→ Stated exercise
Copy every record below exactly.

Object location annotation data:
--------------------

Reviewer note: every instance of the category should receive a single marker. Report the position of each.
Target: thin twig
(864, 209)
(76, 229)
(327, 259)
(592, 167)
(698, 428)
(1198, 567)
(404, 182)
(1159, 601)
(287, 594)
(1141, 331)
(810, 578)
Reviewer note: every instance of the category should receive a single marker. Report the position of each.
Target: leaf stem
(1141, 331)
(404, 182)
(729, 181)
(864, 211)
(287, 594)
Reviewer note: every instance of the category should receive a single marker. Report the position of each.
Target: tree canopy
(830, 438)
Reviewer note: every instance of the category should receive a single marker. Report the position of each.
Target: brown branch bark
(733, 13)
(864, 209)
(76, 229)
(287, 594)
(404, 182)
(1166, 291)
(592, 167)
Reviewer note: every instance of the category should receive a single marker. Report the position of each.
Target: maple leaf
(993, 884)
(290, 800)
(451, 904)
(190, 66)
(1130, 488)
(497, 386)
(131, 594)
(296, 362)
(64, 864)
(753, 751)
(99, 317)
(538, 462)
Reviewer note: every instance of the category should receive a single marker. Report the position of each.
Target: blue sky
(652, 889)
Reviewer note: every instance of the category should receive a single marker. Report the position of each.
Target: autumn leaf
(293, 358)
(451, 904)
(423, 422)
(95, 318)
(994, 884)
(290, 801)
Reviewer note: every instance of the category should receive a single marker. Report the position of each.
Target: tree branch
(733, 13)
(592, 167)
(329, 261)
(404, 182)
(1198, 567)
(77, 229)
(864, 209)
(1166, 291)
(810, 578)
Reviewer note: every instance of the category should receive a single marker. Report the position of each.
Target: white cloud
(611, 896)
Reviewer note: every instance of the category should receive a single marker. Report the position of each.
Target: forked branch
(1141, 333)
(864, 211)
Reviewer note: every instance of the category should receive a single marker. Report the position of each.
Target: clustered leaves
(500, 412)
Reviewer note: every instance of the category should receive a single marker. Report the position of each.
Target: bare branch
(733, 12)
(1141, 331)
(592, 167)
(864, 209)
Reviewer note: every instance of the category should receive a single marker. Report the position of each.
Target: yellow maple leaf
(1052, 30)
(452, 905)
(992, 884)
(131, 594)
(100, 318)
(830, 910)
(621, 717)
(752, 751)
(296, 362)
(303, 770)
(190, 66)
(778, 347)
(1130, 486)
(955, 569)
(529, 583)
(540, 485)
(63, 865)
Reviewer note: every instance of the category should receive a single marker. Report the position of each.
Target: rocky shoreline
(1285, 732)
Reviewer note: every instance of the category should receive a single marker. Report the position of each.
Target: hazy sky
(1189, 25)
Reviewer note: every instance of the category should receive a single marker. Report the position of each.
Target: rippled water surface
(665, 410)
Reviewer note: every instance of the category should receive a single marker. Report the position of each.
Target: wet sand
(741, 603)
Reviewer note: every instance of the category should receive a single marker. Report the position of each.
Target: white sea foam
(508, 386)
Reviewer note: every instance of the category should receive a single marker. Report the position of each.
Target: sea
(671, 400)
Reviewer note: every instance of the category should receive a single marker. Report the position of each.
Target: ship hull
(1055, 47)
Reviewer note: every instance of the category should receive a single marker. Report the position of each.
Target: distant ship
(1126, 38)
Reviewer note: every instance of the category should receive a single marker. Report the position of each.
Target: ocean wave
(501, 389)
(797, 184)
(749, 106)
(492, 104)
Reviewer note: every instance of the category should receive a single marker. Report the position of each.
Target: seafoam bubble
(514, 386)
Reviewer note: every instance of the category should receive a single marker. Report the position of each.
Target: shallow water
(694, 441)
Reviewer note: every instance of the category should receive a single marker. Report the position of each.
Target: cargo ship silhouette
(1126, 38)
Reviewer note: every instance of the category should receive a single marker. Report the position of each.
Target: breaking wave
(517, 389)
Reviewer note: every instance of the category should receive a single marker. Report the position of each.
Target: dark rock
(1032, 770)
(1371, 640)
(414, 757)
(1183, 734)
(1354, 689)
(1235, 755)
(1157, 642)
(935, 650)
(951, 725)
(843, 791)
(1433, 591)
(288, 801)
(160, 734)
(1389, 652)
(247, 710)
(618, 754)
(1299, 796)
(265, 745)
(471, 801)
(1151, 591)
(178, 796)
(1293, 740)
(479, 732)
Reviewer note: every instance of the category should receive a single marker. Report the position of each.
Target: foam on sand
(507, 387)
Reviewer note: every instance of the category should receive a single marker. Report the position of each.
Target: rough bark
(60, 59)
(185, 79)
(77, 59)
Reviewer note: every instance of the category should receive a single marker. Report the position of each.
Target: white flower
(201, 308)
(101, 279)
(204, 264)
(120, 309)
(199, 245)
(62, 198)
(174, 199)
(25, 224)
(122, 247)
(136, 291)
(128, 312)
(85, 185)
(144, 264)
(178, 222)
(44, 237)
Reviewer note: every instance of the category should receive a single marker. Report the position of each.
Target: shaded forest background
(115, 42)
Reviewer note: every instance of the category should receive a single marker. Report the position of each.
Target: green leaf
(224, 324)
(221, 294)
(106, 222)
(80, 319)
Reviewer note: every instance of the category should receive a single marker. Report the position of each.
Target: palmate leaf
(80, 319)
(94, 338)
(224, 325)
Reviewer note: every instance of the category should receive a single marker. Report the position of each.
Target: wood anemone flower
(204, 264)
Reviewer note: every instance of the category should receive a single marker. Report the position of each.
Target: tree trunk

--------------------

→ Reply
Reviewer note: every instance of the category should receive a single marker. Report the position of each.
Target: thin twig
(864, 209)
(76, 229)
(327, 259)
(592, 167)
(698, 428)
(1198, 567)
(404, 182)
(1159, 601)
(287, 594)
(1141, 331)
(810, 578)
Reviewer note: every instance of the category should receive a single marker. Report the position of each.
Target: leaf stem
(1141, 331)
(404, 182)
(729, 181)
(864, 211)
(287, 594)
Reviewer note: every instance of the category should receive a single marker. Report the position of each.
Target: tree canopy
(830, 438)
Reviewer note: every instance of the category should receive a single marker. Report the position of each.
Target: brown branch bark
(733, 13)
(864, 209)
(76, 229)
(287, 594)
(404, 182)
(1166, 291)
(592, 167)
Reviewer note: every instance of the category should receive a single marker. Report the position of each.
Target: maple leaf
(993, 884)
(290, 800)
(451, 904)
(190, 66)
(1130, 488)
(497, 386)
(131, 594)
(296, 362)
(64, 864)
(753, 751)
(99, 317)
(538, 462)
Reviewer note: every instance of the category should receive a single marker. Report the position of each.
Target: blue sky
(652, 889)
Reviewer note: every instance of the category should receive a single marker. Report the position of each.
Target: autumn leaf
(293, 358)
(451, 904)
(423, 422)
(95, 318)
(994, 884)
(290, 801)
Reviewer note: every instance of the category should receive a single marker. Report the position of each.
Target: tree branch
(733, 13)
(592, 167)
(329, 261)
(404, 182)
(1198, 567)
(77, 229)
(864, 209)
(1166, 291)
(810, 578)
Reviewer note: every instance of the category should receive a single marker. Report the position of each.
Target: white cloud
(611, 896)
Reviewer note: every instance of the category should receive a single marker. Report the position of each.
Target: forked branch
(1141, 333)
(864, 211)
Reviewer note: every instance of the category should receive a single marker. Report the position of each.
Target: clustered leaves
(500, 412)
Reviewer note: every instance of the category should receive a single marker. Report the position of each.
Target: bare branch
(733, 12)
(1141, 331)
(592, 167)
(864, 209)
Reviewer note: every instance of the category should receive a single marker. Report the position of each.
Target: yellow maple leaf
(1052, 30)
(452, 905)
(992, 884)
(131, 594)
(100, 318)
(830, 910)
(621, 717)
(752, 751)
(296, 362)
(303, 770)
(190, 66)
(778, 347)
(1130, 486)
(955, 569)
(529, 583)
(540, 485)
(63, 865)
Reviewer note: every instance of the category should receive a single marker. Report the position of each.
Target: rocky shoreline
(1285, 732)
Reviewer note: every instance of the category should receive a single marker. Report the position of each.
Target: hazy sky
(1189, 25)
Reviewer note: every instance of the category should receive a single marker. Report the position of each.
Target: rippled water surface
(665, 410)
Reviewer note: every instance of the category should receive a single marker. Report the position of each.
Target: wet sand
(741, 603)
Reviewer note: every instance of the category should receive a single marker. Report the position of each.
Target: white sea foam
(508, 386)
Reviewer note: every instance of the category should receive a single marker. Report the position of each.
Target: sea
(671, 400)
Reviewer note: every instance of the category should receive a single marker. Report the position of each.
Target: ship hull
(1055, 47)
Reviewer note: every instance of the category should receive a single marker. Report the position of each.
Target: distant ship
(1126, 38)
Reviewer note: every instance of the category should receive a single marker. Report the position of each.
Target: ocean wave
(501, 389)
(797, 184)
(749, 106)
(492, 104)
Reviewer note: every instance of the category should receive a single marker. Report the position of each.
Target: seafoam bubble
(514, 386)
Reviewer note: every instance of the category should receive a single marker. Report the position of each.
Target: shallow water
(694, 441)
Reviewer note: every instance of the category should receive a single marker. Report the position of each.
Target: cargo ship silhouette
(1126, 38)
Reviewer note: every instance of the category should receive a single marker. Report the position of each.
Target: breaking wave
(517, 389)
Reviewer note: every instance of the category should receive a single marker. Report the position of each.
Target: dark rock
(1032, 770)
(1371, 640)
(414, 757)
(1183, 734)
(1354, 689)
(1235, 755)
(1157, 642)
(935, 650)
(951, 725)
(843, 791)
(1433, 591)
(288, 801)
(160, 734)
(1389, 652)
(247, 710)
(618, 754)
(1299, 796)
(265, 745)
(471, 801)
(1151, 591)
(178, 796)
(1293, 740)
(479, 732)
Reviewer note: every instance of the category should receive a single marker. Report the position of each.
Target: foam on sand
(507, 387)
Reviewer note: every instance of the category should receive a single marker. Report the position of each.
Target: rough bark
(60, 59)
(185, 79)
(77, 59)
Reviewer note: every instance of the category should receive a single marker. Report the position of each.
Target: white flower
(201, 308)
(101, 279)
(204, 264)
(120, 309)
(199, 245)
(62, 198)
(174, 199)
(25, 224)
(122, 247)
(136, 291)
(128, 312)
(85, 185)
(144, 264)
(178, 222)
(44, 237)
Reviewer note: every instance of the category should receive a single marker. Report the position of each.
Target: shaded forest background
(115, 42)
Reviewer note: every instance of the category should receive a single marker. Report the position of each.
Target: green leaf
(224, 324)
(221, 294)
(106, 222)
(80, 319)
Reviewer note: every instance of the category should receive a single marker. Report the position of each.
Target: palmate leaf
(80, 319)
(94, 338)
(224, 325)
Reviewer note: every instance of the category should receive a single marker. Report the position of each.
Target: wood anemone flower
(204, 264)
Reviewer note: every instance of the category should receive a single marker. Report the position of each.
Target: tree trunk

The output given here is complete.